### Required work
Give again the line that contains "Target: wooden post", plus every line after it to the end of the records, unchanged.

· · · · · · ·

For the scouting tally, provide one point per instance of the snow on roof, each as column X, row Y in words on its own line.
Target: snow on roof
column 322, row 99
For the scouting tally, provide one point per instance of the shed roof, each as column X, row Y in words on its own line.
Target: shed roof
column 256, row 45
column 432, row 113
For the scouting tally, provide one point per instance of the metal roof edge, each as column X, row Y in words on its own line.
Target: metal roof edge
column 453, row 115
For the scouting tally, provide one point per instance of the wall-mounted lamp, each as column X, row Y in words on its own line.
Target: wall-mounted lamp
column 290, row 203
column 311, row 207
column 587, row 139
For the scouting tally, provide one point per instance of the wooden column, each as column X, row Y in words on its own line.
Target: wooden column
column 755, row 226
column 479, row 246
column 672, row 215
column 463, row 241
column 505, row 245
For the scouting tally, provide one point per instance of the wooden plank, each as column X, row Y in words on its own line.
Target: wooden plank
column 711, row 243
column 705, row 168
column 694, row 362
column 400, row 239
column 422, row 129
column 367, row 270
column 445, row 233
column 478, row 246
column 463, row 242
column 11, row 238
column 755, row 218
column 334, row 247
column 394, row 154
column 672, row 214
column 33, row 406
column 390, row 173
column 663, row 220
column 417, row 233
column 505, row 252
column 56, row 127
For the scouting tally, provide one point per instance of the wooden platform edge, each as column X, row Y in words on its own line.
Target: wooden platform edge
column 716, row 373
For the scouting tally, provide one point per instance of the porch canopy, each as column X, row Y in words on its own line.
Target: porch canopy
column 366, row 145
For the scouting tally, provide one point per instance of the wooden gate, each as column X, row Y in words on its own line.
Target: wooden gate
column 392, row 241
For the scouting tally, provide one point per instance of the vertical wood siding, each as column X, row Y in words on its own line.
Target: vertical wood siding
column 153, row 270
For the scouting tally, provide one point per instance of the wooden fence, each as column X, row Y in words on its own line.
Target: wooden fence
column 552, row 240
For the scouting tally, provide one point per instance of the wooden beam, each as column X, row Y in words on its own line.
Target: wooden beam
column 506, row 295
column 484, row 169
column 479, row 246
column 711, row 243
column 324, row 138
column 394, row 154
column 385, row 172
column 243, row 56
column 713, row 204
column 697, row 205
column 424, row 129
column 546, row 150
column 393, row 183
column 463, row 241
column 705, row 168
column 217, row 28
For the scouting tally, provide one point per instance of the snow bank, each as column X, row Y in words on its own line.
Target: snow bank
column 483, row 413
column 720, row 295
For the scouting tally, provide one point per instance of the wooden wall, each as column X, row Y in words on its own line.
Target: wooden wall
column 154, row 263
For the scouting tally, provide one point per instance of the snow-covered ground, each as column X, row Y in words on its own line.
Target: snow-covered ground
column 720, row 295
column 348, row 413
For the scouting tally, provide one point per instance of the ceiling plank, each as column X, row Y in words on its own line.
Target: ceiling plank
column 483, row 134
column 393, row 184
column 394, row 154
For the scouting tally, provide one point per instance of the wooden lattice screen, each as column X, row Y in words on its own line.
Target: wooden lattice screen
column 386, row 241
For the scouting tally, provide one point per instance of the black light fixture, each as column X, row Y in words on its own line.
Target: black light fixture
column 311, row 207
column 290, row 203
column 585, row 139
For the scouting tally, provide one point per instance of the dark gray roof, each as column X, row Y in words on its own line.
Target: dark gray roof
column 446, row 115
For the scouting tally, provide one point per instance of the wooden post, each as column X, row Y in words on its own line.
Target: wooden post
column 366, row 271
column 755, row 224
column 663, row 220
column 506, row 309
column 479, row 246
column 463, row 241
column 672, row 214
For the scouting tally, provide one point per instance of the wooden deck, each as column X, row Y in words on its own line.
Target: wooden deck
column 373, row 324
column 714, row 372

· · · · · · ·

### Answer
Target: wooden post
column 366, row 271
column 755, row 224
column 663, row 220
column 506, row 309
column 479, row 246
column 463, row 241
column 672, row 214
For the scouting tally, provide one point per instance of the wooden deck, each as column X, row Y in words on its own line.
Target: wooden deck
column 373, row 324
column 714, row 372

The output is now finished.